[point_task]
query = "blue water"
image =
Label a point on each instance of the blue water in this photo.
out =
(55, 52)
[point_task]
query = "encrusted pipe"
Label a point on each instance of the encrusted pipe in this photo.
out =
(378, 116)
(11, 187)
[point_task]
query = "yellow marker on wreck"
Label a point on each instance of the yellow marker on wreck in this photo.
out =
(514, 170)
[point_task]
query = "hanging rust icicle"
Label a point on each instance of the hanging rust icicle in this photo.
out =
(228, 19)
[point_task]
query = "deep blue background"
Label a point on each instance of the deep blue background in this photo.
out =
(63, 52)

★ ★ ★

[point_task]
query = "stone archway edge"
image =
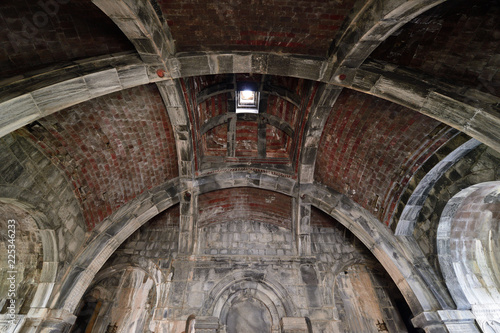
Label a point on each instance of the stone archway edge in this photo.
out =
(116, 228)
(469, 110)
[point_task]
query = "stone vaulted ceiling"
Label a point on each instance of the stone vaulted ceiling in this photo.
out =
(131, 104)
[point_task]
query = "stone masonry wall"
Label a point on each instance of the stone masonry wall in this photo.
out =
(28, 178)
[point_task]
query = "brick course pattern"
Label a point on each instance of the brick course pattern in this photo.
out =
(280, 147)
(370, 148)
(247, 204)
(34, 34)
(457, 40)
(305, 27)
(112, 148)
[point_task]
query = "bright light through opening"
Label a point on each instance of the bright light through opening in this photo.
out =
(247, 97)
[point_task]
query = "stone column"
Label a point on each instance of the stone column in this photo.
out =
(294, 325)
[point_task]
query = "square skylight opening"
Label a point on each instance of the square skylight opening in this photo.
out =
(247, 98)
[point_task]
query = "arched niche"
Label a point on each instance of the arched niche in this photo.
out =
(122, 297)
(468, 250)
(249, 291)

★ ★ ★

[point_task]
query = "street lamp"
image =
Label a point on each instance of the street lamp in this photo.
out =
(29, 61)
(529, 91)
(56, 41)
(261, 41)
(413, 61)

★ ★ ★

Copy all lines from the data that hold the word "yellow".

query = "yellow marker on wreck"
Label a point on each instance of the yellow marker on wreck in this photo.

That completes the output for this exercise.